(SOURCE PASSAGE)

1000 - Minimum Cost to Merge Stones (Hard)

Problem Link

https://leetcode.com/problems/minimum-cost-to-merge-stones/

Problem Statement

There are n piles of stones arranged in a row. The ith pile has stones[i] stones. A move consists of merging exactly k consecutive piles into one pile, and the cost of this move is equal to the total number of stones in these k piles. Return the minimum cost to merge all piles of stones into one pile. If it is impossible, return -1.

Example 1:

Input: stones = [3,2,4,1], k = 2
Output: 20
Explanation: We start with [3, 2, 4, 1].
We merge [3, 2] for a cost of 5, and we are left with [5, 4, 1].
We merge [4, 1] for a cost of 5, and we are left with [5, 5].
We merge [5, 5] for a cost of 10, and we are left with [10].
The total cost was 20, and this is the minimum possible.

Example 2:

Input: stones = [3,2,4,1], k = 3
Output: -1
Explanation: After any merge operation, there are 2 piles left, and we can't merge anymore.  
So the task is impossible.

Example 3:

Input: stones = [3,5,1,2,6], k = 3
Output: 25
Explanation: We start with [3, 5, 1, 2, 6].
We merge [5, 1, 2] for a cost of 8, and we are left with [3, 8, 6].
We merge [3, 8, 6] for a cost of 17, and we are left with [17].
The total cost was 25, and this is the minimum possible.

Constraints:

• n == stones.length
• 1 <= n <= 30
• 1 <= stones[i] <= 100
• 2 <= k <= 30

Problem Breakdown

It's variation of MCM which is Matrix chain multiplication. It is an optimization problem concerning the most efficient way to multiply a given sequence of matrices. For more info, please check out GFG Article.

Let's understand problem first.

stones = [3,5,1,2,6], k = 3

Here we are given stone array and $k$ piles, we have to merge $k$ consecutive piles into $1$ pile with the minimum cost.

For example, for $[3, 5, 1, 2, 6]$, we can merge $[5, 1, 2]$ into $[8]$. Then we have $[3, 8, 6]$, we can merge them into $[17]$. We can stop here. Our total cost = $8 + 17 = 25$.

The first thing we need to check can we merge all these piles into 1 pile?

We can check this : if ((n-1)%(k-1) == 0) then only we can do merging.

Let's see how we can arrive at this formula.

If there's $n$ piles given and $k$ piles are to be merged. Then,
After the first merge - the length of the array will be $n - (k - 1)$
After the second merge - the length of the array will be $n - (k - 1) - (k - 1)$
After the third merge - the length of the array will be $n - (k - 1) - (k - 1) - (k - 1)$
and so on...

For example, for $index = [0, 1, 2, 3, 4]$ and $arr = [3, 5, 1, 2, 6]$, the length is 5. If we do single merge of $[5, 1, 2]$ => $[8]$, then we have $index = [0, 1, 2]$ and $arr = [3, 8, 6]$. The length is $n - (k - 1) = 5 - (k - 1) = 5 - (3 - 1) = 5 - 2 = 3$;

We know that after $m$ merges the length must be $1$ if we can merge piles. Therefore, we can say that the cost for single merge is $k - 1$ and for $m$ merges will be $m * (k - 1)$

Given in the question : A move consists of merging exactly k consecutive piles into one pile and in the end only single pile is left.

(End SOURCE PASSAGE)
(SOURCE MATERIAL)

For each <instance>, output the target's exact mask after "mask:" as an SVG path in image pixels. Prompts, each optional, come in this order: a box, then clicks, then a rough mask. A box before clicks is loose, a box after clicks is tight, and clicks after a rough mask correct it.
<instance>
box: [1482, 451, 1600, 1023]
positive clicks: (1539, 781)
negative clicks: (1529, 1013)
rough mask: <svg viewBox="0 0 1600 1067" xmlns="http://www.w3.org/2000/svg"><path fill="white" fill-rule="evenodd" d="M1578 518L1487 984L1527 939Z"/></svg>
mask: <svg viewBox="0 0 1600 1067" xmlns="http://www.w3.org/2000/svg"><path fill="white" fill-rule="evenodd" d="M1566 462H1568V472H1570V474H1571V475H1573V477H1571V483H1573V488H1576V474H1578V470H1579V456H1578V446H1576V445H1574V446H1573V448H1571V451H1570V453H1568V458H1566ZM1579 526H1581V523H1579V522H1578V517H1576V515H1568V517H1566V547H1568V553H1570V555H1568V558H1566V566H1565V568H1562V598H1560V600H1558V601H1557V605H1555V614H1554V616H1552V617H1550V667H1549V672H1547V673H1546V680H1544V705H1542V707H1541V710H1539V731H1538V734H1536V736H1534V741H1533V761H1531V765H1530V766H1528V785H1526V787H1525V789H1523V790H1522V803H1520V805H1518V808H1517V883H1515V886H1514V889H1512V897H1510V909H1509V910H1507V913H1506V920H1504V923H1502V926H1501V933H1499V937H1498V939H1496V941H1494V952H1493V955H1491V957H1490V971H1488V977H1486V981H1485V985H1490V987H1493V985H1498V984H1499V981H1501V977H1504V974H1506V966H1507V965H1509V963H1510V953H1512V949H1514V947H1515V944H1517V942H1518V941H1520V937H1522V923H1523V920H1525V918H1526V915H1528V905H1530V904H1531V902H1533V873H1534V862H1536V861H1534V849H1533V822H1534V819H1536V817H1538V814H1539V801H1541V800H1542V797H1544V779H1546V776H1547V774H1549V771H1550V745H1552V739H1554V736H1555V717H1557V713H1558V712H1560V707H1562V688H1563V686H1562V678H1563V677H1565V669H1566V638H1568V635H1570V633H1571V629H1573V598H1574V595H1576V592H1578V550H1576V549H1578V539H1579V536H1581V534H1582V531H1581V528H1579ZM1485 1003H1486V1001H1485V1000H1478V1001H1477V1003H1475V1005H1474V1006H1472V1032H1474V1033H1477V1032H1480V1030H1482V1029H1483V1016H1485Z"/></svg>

(End SOURCE MATERIAL)

_QUESTIONS_
1. In the stone-merging problem text above, what condition must hold for all the piles to be merged into one?
2. Pick up the stone-merging problem text right after its final sentence and keep writing.

_SET OF ANSWERS_
1. (n - 1) % (k - 1) must equal 0.

2.
We can say that:

$$N - \text(totalMerges) = 1$$ $$N - m * (k - 1) = 1$$ $$N - 1 = m * (k - 1)$$ $$m = (N - 1) / (k - 1)$$

Now, $m$ must be positive number then only we can merge them.

In this example: $[3, 5, 1, 2, 6]$. Here we got $N = 5$, $k = 3$.

$$m = (N - 1) / (k - 1)$$ $$m = (5 - 1) / (3 - 1) = (4) / (2) = 2$$

$2$ is positive integer, so here we can merge $2$ times, which is actually true in our case. Here we need range sum which will be added in the cost. For this purpose we will create prefix sum and use it.

For $arr = [3, 5, 1, 2, 6]$, the prefix sum would be $[0, 3, 8, 9, 11, 17]$. If we are merging $[5, 1, 2]$, then index $i = 1$, $j = 3$. The cost will be $prefix[j + 1] - prefix[i] = prefix[3 + 1] - prefix[1] = 11 - 3 = 8$ which is true.

Also, before calculating cost, for every range we will check if we can merge this or not
if ((j - i) % (piles - 1) == 0) here $j - i =$ current range and piles is $k$.

In the induction step, in the for loop we will increment by $k = k + piles - 1$ because after merging, $k - 1$ piles will be deleted for sure (in this case $2$ piles will be deleted after every merge), so we just start from next valid (3rd in this case) pile from current.

Sub Problem will range from:

If we do $rec(stones, i, k) + rec(stones, k + 1, j)$, as in our for loop we will loop till second last_index so that for $rec(k + 1, j)$ here $k + 1$ remains valid.

Driver Function Call:

return rec(stones, 0, n - 1, k) : we will start from 0th index and last index n-1 which is the valid range.

Approach 1: Pure Recursion : Matrix Chain Multiplication (TLE)

Time Complexity: $O((N * (2 ^ N)) / K)$ here as we increment by $K$ piles in every step and for every element we have $2$ options and there are $2 ^ N$ ways.

Space Complexity: $O(N)$ for prefix sum + $O(N ^ 2)$ for memo + $O(N)$ auxilary stack space.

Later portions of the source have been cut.